■ Exercise directions: Copy the lines that follow, keeping every character the same.

■ Supplied information:
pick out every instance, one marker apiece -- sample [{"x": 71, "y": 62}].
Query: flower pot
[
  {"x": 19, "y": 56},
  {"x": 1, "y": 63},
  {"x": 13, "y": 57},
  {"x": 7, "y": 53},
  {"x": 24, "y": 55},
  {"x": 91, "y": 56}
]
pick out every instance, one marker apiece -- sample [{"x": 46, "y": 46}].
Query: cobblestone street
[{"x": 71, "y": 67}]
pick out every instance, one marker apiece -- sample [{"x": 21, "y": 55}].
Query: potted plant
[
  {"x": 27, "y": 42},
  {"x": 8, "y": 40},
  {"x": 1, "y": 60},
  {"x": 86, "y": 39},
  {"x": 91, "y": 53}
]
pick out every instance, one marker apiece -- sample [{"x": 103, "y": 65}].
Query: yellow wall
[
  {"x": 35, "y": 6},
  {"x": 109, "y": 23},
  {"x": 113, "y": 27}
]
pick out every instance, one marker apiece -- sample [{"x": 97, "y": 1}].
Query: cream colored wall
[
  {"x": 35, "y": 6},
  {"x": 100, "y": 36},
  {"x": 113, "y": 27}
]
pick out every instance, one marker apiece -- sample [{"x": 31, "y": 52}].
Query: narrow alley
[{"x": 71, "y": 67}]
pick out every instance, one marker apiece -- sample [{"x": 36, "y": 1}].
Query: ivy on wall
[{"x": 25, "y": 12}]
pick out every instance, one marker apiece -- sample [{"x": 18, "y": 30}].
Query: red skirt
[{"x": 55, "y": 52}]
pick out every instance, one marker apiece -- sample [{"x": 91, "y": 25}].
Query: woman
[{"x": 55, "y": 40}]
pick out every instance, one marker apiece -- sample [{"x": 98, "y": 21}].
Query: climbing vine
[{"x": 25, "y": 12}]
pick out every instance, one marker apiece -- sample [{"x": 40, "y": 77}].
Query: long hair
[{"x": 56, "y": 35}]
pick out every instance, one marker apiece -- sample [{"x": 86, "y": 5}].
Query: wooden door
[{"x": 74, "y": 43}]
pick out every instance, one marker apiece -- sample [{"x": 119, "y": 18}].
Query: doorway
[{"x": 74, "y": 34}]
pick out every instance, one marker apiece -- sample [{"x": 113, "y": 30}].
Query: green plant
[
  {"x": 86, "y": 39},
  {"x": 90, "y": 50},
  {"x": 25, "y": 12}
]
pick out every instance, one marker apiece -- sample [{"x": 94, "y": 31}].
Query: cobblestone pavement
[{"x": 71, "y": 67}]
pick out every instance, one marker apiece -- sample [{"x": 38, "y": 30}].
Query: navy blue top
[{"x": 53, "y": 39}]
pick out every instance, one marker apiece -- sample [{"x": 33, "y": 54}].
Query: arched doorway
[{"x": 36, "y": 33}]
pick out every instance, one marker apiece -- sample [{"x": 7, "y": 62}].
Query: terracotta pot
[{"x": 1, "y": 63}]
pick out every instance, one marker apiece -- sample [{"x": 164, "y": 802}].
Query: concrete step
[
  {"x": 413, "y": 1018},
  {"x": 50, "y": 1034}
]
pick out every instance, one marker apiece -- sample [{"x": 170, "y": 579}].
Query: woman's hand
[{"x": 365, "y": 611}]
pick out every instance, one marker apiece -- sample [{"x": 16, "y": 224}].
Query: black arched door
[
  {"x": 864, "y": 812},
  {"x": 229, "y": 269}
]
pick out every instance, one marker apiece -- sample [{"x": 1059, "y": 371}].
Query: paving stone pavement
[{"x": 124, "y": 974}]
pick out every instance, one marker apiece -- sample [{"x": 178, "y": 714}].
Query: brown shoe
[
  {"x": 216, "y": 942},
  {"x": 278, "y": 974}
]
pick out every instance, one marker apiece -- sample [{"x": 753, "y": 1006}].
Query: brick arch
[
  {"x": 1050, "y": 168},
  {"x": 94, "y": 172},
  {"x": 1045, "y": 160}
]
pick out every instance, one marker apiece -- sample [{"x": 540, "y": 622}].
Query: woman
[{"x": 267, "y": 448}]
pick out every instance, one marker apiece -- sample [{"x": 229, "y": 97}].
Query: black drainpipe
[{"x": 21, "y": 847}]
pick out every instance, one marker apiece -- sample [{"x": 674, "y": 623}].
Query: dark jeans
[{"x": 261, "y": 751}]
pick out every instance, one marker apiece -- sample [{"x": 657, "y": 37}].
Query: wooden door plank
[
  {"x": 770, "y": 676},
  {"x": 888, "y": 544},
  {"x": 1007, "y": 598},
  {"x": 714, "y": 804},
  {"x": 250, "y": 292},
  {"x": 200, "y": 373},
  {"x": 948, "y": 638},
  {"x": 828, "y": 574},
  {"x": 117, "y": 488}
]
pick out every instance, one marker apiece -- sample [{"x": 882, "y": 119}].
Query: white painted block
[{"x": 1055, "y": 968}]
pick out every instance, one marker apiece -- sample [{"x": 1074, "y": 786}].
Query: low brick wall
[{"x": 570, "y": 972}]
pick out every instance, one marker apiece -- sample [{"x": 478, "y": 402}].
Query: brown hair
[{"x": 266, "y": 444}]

■ Finished task:
pick out every instance, one marker apiece -- sample [{"x": 71, "y": 62}].
Query: flower pot
[
  {"x": 19, "y": 56},
  {"x": 1, "y": 63},
  {"x": 13, "y": 57},
  {"x": 7, "y": 53},
  {"x": 24, "y": 55},
  {"x": 91, "y": 56}
]
pick out every instance, one marker apiece -- sample [{"x": 46, "y": 46}].
Query: cobblestone street
[{"x": 71, "y": 67}]
pick out every instance, one marker apiece -- sample [{"x": 21, "y": 55}].
Query: potted plant
[
  {"x": 27, "y": 42},
  {"x": 8, "y": 40},
  {"x": 1, "y": 60},
  {"x": 86, "y": 39},
  {"x": 91, "y": 53}
]
pick out every instance, one marker apiece -- sample [{"x": 103, "y": 65}].
Query: yellow wall
[
  {"x": 35, "y": 6},
  {"x": 109, "y": 23},
  {"x": 113, "y": 27}
]
pick out every instance, one marker apiece -- sample [{"x": 97, "y": 1}].
Query: cream colored wall
[
  {"x": 35, "y": 6},
  {"x": 100, "y": 36},
  {"x": 113, "y": 27}
]
pick out every instance, one marker apiece -- sample [{"x": 31, "y": 52}].
Query: narrow alley
[{"x": 71, "y": 67}]
pick out every instance, one marker apiece -- sample [{"x": 36, "y": 1}].
Query: ivy on wall
[{"x": 25, "y": 12}]
pick out every instance, one marker apiece -- sample [{"x": 18, "y": 30}].
Query: red skirt
[{"x": 55, "y": 52}]
pick out every instance, one marker apiece -- sample [{"x": 91, "y": 25}].
Query: woman
[{"x": 55, "y": 40}]
pick out every instance, one marker apiece -- sample [{"x": 98, "y": 21}].
Query: climbing vine
[{"x": 25, "y": 12}]
pick out every instance, one marker apiece -- sample [{"x": 40, "y": 77}].
Query: long hair
[{"x": 56, "y": 35}]
pick out every instance, one marker apiece -- sample [{"x": 86, "y": 5}].
Query: wooden door
[{"x": 74, "y": 43}]
pick out every instance, one marker apiece -- sample [{"x": 119, "y": 18}].
Query: doorway
[{"x": 74, "y": 34}]
pick out every instance, one marker apiece -- sample [{"x": 113, "y": 30}].
Query: green plant
[
  {"x": 86, "y": 39},
  {"x": 90, "y": 50},
  {"x": 25, "y": 12}
]
pick out every instance, one marker apiece -- sample [{"x": 94, "y": 31}].
Query: cobblestone pavement
[{"x": 71, "y": 67}]
pick out every instance, one marker apiece -- sample [{"x": 38, "y": 30}].
Query: navy blue top
[{"x": 53, "y": 39}]
pick out every instance, one marker apiece -- sample [{"x": 33, "y": 54}].
Query: arched doorway
[{"x": 36, "y": 33}]
pick out every instance, one marker apiece -- sample [{"x": 7, "y": 62}].
Query: terracotta pot
[{"x": 1, "y": 63}]
pick out every instance, one marker apiece -- sample [{"x": 164, "y": 802}].
Query: concrete step
[
  {"x": 413, "y": 1018},
  {"x": 50, "y": 1034}
]
pick out every instance, one marker apiece -- sample [{"x": 170, "y": 579}].
Query: woman's hand
[{"x": 365, "y": 611}]
pick out every instance, one marker apiece -- sample [{"x": 16, "y": 224}].
Query: black arched door
[
  {"x": 864, "y": 812},
  {"x": 229, "y": 269}
]
pick out every instance, one marker apiece -- sample [{"x": 1059, "y": 371}].
Query: paving stone pavement
[{"x": 124, "y": 974}]
pick out every instance, one marker apiece -- sample [{"x": 178, "y": 714}].
Query: brown shoe
[
  {"x": 216, "y": 942},
  {"x": 278, "y": 974}
]
pick out every instance, one marker apiece -- sample [{"x": 753, "y": 1006}].
Query: brick arch
[
  {"x": 1050, "y": 168},
  {"x": 94, "y": 172},
  {"x": 1045, "y": 160}
]
pick out every instance, one marker apiece -- sample [{"x": 540, "y": 622}].
Query: woman
[{"x": 267, "y": 448}]
pick out every instance, one marker apiece -- sample [{"x": 229, "y": 97}].
Query: black drainpipe
[{"x": 21, "y": 847}]
pick out every instance, one marker apiece -- sample [{"x": 674, "y": 623}].
Query: dark jeans
[{"x": 261, "y": 751}]
pick out every instance, one marker apiece -- sample [{"x": 657, "y": 37}].
Query: wooden door plank
[
  {"x": 770, "y": 676},
  {"x": 888, "y": 544},
  {"x": 1007, "y": 598},
  {"x": 714, "y": 804},
  {"x": 250, "y": 292},
  {"x": 200, "y": 373},
  {"x": 948, "y": 638},
  {"x": 828, "y": 574},
  {"x": 117, "y": 488}
]
pick out every instance, one marker apiece -- sample [{"x": 882, "y": 119}].
Query: white painted block
[{"x": 1055, "y": 968}]
pick out every instance, one marker apiece -- sample [{"x": 1074, "y": 786}].
Query: low brick wall
[{"x": 570, "y": 972}]
pick out every instance, one marker apiece -- sample [{"x": 478, "y": 402}].
Query: brown hair
[{"x": 266, "y": 444}]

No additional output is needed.